State how many lines of the records below contain the string "sign", matching case exactly. Reply with the number alone.

Object location annotation data:
☆ ☆ ☆ ☆

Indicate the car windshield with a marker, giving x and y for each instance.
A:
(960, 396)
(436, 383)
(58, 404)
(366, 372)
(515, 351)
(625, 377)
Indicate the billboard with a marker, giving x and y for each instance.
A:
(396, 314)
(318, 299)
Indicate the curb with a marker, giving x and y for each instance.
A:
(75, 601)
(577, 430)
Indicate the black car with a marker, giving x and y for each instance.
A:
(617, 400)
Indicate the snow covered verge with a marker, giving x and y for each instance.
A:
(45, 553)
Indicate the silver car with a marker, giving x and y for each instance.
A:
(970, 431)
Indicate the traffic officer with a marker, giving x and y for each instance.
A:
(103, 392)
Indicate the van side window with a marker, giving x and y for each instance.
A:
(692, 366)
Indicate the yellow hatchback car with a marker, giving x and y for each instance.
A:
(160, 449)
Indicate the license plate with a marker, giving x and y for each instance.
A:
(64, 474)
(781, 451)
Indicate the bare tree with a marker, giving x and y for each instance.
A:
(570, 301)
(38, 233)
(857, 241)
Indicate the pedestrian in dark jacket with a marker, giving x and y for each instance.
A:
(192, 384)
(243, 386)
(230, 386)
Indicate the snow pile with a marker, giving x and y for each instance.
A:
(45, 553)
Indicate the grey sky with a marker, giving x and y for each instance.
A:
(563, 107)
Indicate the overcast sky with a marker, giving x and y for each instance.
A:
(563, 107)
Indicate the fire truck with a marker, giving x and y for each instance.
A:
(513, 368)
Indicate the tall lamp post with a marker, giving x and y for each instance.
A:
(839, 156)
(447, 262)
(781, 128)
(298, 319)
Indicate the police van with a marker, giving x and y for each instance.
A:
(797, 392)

☆ ☆ ☆ ☆

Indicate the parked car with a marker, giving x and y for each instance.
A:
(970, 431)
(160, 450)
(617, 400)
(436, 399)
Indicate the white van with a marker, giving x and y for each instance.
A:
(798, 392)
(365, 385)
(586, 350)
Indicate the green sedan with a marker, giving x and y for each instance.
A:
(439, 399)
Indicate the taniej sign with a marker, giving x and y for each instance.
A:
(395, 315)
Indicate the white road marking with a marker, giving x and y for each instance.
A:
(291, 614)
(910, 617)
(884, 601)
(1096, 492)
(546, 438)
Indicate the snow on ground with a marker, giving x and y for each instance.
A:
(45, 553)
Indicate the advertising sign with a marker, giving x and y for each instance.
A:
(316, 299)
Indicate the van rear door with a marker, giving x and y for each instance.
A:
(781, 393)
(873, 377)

☆ ☆ ☆ ☆

THE RESULT: 2